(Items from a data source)
──────
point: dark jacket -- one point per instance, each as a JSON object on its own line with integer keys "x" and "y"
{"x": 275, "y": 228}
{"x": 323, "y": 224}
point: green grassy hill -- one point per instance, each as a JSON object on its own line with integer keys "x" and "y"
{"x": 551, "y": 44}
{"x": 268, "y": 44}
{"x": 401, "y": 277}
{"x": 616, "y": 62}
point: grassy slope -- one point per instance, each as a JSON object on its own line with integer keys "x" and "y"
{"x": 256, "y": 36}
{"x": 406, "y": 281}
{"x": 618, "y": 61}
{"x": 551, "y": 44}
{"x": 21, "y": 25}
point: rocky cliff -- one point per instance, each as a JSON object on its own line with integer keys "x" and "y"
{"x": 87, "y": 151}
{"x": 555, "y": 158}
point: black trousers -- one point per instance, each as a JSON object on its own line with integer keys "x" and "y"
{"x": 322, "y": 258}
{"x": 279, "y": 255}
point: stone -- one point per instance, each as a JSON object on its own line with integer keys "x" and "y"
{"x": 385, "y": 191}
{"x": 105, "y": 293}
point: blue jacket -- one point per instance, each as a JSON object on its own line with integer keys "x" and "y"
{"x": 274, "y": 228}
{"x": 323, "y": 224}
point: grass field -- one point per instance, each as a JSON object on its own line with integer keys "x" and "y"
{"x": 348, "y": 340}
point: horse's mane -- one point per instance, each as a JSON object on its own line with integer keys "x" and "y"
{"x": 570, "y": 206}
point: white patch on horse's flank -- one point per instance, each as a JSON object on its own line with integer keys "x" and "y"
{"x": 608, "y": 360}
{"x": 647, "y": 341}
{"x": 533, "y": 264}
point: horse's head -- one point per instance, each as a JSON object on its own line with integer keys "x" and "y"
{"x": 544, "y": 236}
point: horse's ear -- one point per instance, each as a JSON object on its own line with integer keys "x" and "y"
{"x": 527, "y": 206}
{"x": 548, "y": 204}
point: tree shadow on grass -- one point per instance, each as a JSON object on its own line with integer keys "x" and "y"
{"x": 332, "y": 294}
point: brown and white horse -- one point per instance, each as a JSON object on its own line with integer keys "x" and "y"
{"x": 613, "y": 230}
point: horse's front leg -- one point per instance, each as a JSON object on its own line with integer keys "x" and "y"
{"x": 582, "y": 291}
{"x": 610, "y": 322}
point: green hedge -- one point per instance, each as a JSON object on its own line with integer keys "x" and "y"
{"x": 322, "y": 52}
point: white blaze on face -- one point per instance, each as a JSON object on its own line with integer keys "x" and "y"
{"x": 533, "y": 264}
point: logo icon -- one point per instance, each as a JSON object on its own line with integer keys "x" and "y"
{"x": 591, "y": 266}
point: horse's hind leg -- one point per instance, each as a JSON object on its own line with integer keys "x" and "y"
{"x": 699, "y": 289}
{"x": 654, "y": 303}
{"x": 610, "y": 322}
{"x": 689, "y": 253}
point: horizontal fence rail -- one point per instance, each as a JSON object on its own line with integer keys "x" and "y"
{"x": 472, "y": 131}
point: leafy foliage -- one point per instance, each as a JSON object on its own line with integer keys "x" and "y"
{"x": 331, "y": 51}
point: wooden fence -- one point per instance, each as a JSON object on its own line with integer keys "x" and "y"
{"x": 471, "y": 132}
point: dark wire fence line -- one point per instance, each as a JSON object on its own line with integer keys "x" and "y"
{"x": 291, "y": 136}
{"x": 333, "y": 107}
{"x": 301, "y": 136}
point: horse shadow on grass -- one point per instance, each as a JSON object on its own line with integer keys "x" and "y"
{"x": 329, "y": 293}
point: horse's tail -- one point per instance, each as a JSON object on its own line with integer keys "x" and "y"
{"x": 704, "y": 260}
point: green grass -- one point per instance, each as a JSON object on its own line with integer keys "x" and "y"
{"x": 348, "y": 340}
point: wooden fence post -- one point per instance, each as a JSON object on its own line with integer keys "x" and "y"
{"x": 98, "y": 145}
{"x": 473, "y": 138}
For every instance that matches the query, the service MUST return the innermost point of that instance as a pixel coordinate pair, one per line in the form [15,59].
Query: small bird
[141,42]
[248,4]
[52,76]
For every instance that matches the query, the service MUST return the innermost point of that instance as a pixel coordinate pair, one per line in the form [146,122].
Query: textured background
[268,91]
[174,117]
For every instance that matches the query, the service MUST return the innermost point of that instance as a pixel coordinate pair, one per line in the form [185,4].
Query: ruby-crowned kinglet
──────
*Stated goal:* Output the records verbatim, from the first line to the last.

*Exercise output:*
point: dark jacket -- one point per instance, each as a JSON object on its own line with integer keys "x" and "y"
{"x": 275, "y": 228}
{"x": 323, "y": 224}
point: green grassy hill -- one point per instance, each as a JSON object on its own line with integer keys "x" and "y"
{"x": 551, "y": 44}
{"x": 268, "y": 44}
{"x": 401, "y": 277}
{"x": 616, "y": 62}
point: grassy slope -- one point per instance, each as a JSON object on its own line with integer keys "x" and "y"
{"x": 256, "y": 36}
{"x": 406, "y": 281}
{"x": 618, "y": 61}
{"x": 551, "y": 44}
{"x": 21, "y": 25}
point: rocky cliff -- one point per instance, each as a JSON object on its own line with integer keys "x" and "y"
{"x": 87, "y": 151}
{"x": 555, "y": 158}
point: black trousers -- one point per instance, each as a JSON object on its own line with integer keys "x" and "y"
{"x": 322, "y": 258}
{"x": 279, "y": 255}
point: stone -- one point per instance, each as a JSON object on its own line with integer keys "x" and "y"
{"x": 385, "y": 191}
{"x": 105, "y": 293}
point: blue jacket -- one point per instance, each as a JSON object on its own line with integer keys "x" and "y"
{"x": 274, "y": 228}
{"x": 323, "y": 224}
point: grass field -- one point per instance, each as a JSON object on its own line with integer keys "x" and "y"
{"x": 348, "y": 340}
point: horse's mane -- one point per instance, each as a JSON object on its own line with integer keys "x" and "y"
{"x": 570, "y": 206}
point: white patch on horse's flank -- one point per instance, each as a JSON object on its own line with integer keys "x" and "y"
{"x": 608, "y": 360}
{"x": 647, "y": 341}
{"x": 533, "y": 264}
point: horse's head -- one point per instance, each as a JSON object on its own line with integer keys "x" and "y"
{"x": 544, "y": 236}
point: horse's ear -- one point per instance, each as a JSON object on its own line with integer keys "x" and "y"
{"x": 527, "y": 206}
{"x": 548, "y": 204}
point: tree shadow on grass -- one point per instance, each as a JSON object on its own line with integer keys "x" and "y"
{"x": 332, "y": 294}
point: brown and white horse -- one point per instance, each as a JSON object on its own line with integer keys "x" and "y"
{"x": 613, "y": 230}
point: horse's front leg -- one point per instance, each as a JSON object on its own line with integer keys "x" and "y"
{"x": 582, "y": 291}
{"x": 610, "y": 322}
point: green hedge -- one point per instance, each as a JSON object on its own line with integer keys "x" and "y"
{"x": 322, "y": 52}
point: white blaze on face -- one point per instance, each as a JSON object on its own line with integer keys "x" and "y"
{"x": 533, "y": 264}
point: logo icon -- one point per instance, each as a JSON object on its own line with integer keys "x" and "y"
{"x": 591, "y": 266}
point: horse's hind leg -- one point per instance, each as a JSON object on its own line with integer keys "x" and "y"
{"x": 699, "y": 289}
{"x": 654, "y": 303}
{"x": 610, "y": 322}
{"x": 689, "y": 253}
point: horizontal fence rail -- one point per instance, each as a JSON object on its own line with integer keys "x" and "y"
{"x": 472, "y": 131}
point: leafy foliage -- one point per instance, each as a JSON object on its own line with integer keys "x" and "y"
{"x": 331, "y": 51}
point: wooden fence -- one point per instance, each as a JSON object on its own line with integer keys "x" and "y"
{"x": 471, "y": 132}
point: dark wire fence line -- one point per instance, each as a JSON object on its own line with integer keys "x" and "y"
{"x": 291, "y": 136}
{"x": 333, "y": 107}
{"x": 301, "y": 136}
point: horse shadow on grass -- one point per instance, each as a JSON object on its own line with integer keys "x" and "y"
{"x": 329, "y": 293}
point: horse's tail -- one point per instance, each as a JSON object on its own line with integer keys "x" and "y"
{"x": 704, "y": 260}
point: green grass -- one point per instance, each as a JSON object on its own line with integer keys "x" and "y"
{"x": 348, "y": 340}
point: wooden fence post -- one point per instance, each as a JSON object on its own line with integer keys "x" and "y"
{"x": 98, "y": 145}
{"x": 473, "y": 138}
For every instance that matches the query, the service MUST return the innermost point of that instance as a pixel coordinate pair, one per line in the form [15,59].
Query: small bird
[141,42]
[248,4]
[52,76]
For every instance that matches the query, the service MUST return the innermost point of that instance as a pixel coordinate pair, one per line in the form [146,122].
Query: textured background
[268,91]
[174,117]
For every instance that matches the query, the service MUST return the innermost point of that instance as a pixel coordinate pair, one per line in the form [185,4].
Query: ruby-crowned kinglet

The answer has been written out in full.